§ Problem: From the line containing "Annotate each instance of the row" to the final line of the material below, return every line exactly. Do not include pictures.

[Dataset entries Boundary: Start]

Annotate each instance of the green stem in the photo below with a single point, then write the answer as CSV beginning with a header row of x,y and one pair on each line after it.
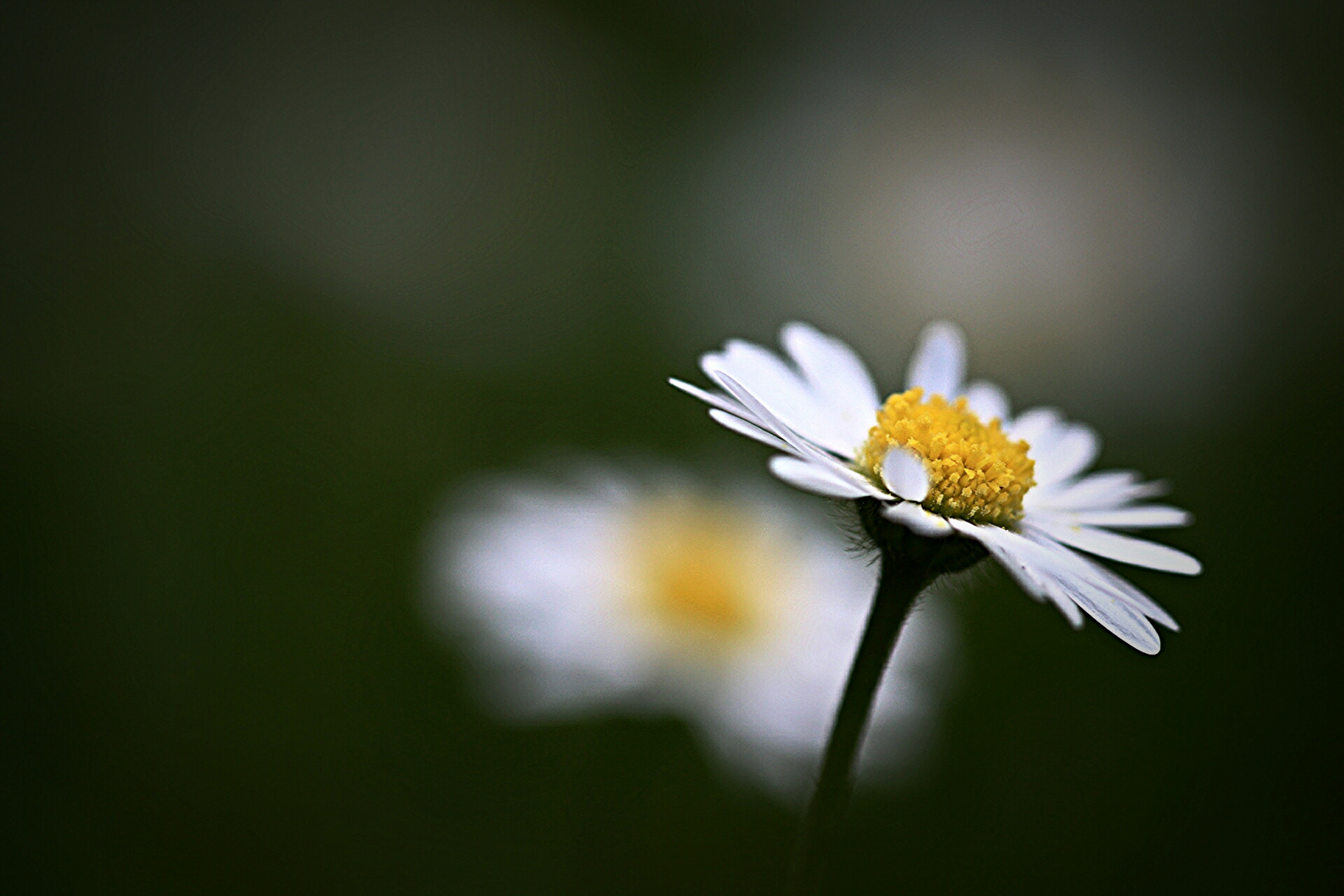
x,y
899,583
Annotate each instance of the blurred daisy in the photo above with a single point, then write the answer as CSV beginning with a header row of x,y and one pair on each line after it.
x,y
942,460
644,594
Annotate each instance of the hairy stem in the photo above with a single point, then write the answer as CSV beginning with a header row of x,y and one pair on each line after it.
x,y
901,581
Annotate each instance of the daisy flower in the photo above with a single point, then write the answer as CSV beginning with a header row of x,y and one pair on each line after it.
x,y
947,460
643,592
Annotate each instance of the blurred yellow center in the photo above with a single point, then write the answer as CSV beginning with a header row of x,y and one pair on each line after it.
x,y
975,470
700,568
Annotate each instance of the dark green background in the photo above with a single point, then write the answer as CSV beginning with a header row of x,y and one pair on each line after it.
x,y
216,677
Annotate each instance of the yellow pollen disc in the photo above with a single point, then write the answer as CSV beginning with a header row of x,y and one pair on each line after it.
x,y
975,470
702,570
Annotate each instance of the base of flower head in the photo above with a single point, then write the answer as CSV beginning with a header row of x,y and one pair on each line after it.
x,y
894,540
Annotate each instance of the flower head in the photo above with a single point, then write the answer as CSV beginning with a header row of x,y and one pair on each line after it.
x,y
738,610
944,458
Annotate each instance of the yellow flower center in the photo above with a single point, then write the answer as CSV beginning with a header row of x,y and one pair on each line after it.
x,y
704,572
975,470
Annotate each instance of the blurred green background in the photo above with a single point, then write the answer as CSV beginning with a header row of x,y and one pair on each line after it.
x,y
230,418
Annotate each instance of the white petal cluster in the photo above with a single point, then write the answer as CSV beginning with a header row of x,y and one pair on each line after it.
x,y
816,409
533,574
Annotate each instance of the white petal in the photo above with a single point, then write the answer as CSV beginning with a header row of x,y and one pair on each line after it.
x,y
1133,596
1025,575
1147,516
778,387
905,475
938,364
1118,547
749,430
800,445
838,379
1064,579
918,520
1064,450
1099,490
988,402
810,477
713,399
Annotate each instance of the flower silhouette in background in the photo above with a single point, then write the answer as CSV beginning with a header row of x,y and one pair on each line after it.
x,y
947,460
738,610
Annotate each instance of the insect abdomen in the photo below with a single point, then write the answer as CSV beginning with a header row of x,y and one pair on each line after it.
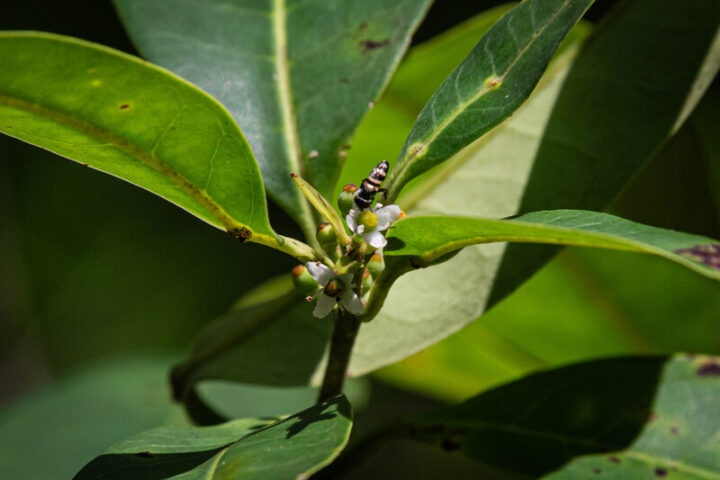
x,y
371,186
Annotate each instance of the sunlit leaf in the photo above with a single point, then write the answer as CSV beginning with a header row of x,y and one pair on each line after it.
x,y
297,76
135,121
632,417
246,448
488,86
419,241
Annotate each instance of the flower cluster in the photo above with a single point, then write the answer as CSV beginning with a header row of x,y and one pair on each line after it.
x,y
352,263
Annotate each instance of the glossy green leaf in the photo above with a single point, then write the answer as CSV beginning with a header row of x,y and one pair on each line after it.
x,y
135,121
420,241
289,449
241,345
297,76
78,417
621,418
324,208
585,304
488,179
488,86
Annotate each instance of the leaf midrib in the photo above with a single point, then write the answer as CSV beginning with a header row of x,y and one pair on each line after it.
x,y
132,149
407,159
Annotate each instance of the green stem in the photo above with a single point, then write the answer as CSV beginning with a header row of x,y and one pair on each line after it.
x,y
341,345
343,339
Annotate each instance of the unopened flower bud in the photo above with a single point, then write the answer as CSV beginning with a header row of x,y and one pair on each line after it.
x,y
326,236
368,218
376,264
334,287
346,200
302,279
367,281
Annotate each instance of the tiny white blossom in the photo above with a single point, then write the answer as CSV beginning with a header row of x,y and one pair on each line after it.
x,y
373,235
346,298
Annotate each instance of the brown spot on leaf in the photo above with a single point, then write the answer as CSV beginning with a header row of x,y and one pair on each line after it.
x,y
370,45
449,445
709,369
660,472
705,254
241,234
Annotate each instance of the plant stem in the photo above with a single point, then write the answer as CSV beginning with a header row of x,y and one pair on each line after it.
x,y
341,344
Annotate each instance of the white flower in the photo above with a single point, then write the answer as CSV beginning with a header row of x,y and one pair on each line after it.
x,y
337,289
371,222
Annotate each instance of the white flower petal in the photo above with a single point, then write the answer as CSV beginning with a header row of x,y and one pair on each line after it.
x,y
320,272
351,221
350,302
375,238
387,215
324,305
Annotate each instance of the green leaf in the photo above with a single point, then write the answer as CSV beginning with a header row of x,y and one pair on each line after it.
x,y
489,178
296,76
135,121
323,206
488,86
633,417
420,241
583,305
293,448
76,418
241,345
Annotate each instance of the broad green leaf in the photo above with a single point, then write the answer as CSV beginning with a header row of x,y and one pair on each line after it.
x,y
488,86
585,304
488,179
324,208
125,117
631,417
292,448
240,345
383,131
272,356
73,420
297,76
420,241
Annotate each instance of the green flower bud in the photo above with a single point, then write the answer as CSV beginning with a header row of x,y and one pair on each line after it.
x,y
376,264
367,281
303,280
368,218
346,200
334,287
326,236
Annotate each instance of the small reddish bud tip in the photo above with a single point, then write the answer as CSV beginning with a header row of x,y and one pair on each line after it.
x,y
298,270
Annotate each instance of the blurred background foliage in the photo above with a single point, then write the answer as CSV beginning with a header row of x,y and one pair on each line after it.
x,y
103,285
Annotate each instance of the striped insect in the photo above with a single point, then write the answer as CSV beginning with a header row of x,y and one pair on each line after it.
x,y
371,186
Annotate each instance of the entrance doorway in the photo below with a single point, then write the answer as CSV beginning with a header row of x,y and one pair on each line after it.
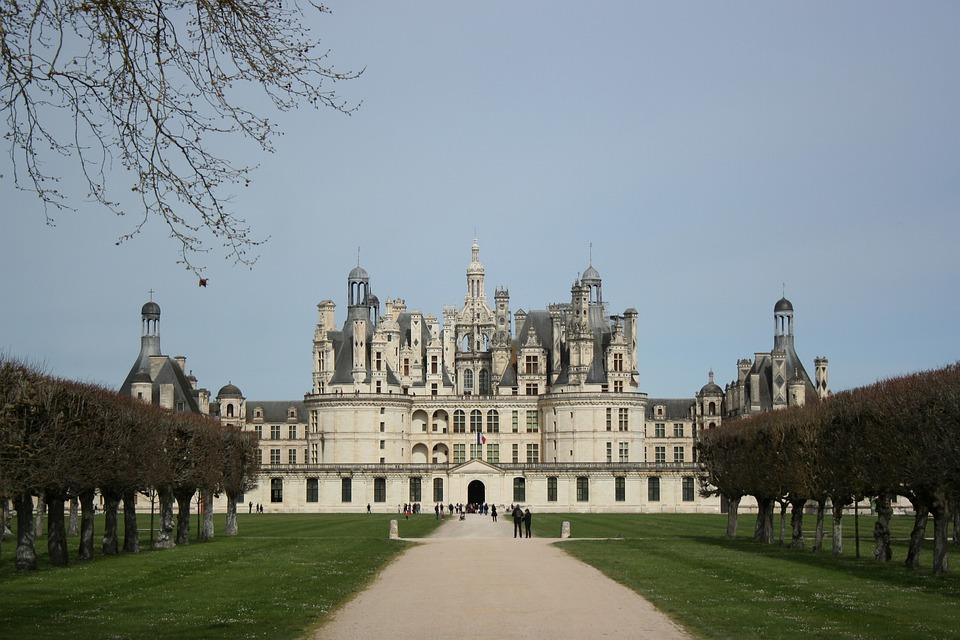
x,y
476,492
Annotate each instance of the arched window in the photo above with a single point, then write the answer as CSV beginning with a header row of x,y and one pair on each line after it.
x,y
493,421
484,381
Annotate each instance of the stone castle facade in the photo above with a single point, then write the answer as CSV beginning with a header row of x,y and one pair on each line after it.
x,y
541,407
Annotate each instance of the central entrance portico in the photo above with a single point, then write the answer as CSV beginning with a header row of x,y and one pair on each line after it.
x,y
476,492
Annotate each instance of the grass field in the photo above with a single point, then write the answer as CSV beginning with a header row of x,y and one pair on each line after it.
x,y
278,578
719,588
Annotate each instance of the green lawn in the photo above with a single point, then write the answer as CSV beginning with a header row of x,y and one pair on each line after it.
x,y
719,588
282,575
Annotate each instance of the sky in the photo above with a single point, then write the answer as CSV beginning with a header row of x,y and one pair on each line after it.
x,y
714,154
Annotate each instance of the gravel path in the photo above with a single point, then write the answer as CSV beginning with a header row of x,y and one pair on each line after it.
x,y
471,579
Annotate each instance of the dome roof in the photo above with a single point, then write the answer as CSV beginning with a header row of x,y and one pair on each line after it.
x,y
229,391
590,275
150,309
783,305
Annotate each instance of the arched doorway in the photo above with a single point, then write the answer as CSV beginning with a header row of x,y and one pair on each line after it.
x,y
476,492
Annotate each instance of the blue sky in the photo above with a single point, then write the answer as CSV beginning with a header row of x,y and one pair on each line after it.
x,y
709,151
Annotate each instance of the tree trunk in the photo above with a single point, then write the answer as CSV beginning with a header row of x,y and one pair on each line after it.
x,y
207,532
941,518
74,529
231,528
131,534
733,505
796,523
837,528
56,531
183,515
165,534
26,554
881,529
86,525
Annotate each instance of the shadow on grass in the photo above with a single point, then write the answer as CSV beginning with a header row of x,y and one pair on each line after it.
x,y
892,573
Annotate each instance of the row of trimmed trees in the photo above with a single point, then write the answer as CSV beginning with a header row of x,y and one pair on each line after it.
x,y
65,441
898,437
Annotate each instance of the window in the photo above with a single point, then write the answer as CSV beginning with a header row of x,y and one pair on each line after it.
x,y
493,421
519,489
533,421
653,489
583,489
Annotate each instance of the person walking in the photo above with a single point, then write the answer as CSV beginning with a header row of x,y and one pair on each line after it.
x,y
517,521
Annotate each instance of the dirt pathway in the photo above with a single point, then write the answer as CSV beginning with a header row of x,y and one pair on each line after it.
x,y
471,579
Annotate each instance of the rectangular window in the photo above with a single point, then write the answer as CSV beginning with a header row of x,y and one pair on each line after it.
x,y
533,421
583,489
653,489
519,489
533,453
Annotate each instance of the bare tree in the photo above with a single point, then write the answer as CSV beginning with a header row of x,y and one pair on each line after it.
x,y
155,87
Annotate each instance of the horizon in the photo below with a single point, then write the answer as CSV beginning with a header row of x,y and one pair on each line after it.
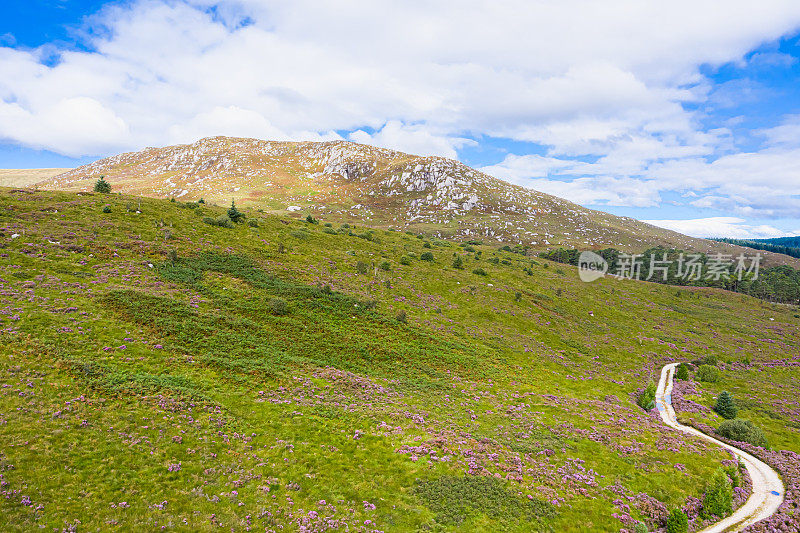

[Dataset entries Boundary: End]

§ Response below:
Annotate each instance of the row of trimmed trees in the photo above with a single point, then write the answer as CSV beginning with a header row of x,y and one pair on each line after it.
x,y
65,441
898,437
Annotate each instance of the window in the photo above with a single point, then write the answer as CSV beginning with a header row of x,y and one pair on each line after it.
x,y
493,421
519,489
533,421
653,489
583,489
Annotate each instance of the person walking in the photo above with a single point, then write the answer as CSV beginning with a header row of x,y and one pair on each line after it.
x,y
517,521
Annotate each instance of the dirt pathway in the photo above with a single point, then write the answer as CSV beginning with a header row of x,y and one pair on each line after it.
x,y
471,579
Annotate each instance of the rectangular window in the photo above with a single point, then write the answer as CSV beginning with a header row of x,y and one pair on each line after it.
x,y
533,421
583,489
653,489
519,489
533,453
Annotate each instance of the bare tree in the photo above with a single point, then write the answer as CSV beginning with a header row of x,y and one pair on each line after it.
x,y
155,87
Annotate each instance of the horizon in the photo below with a single point, then write the answer as CSV beginning with a header row of x,y and one pair on each line after it.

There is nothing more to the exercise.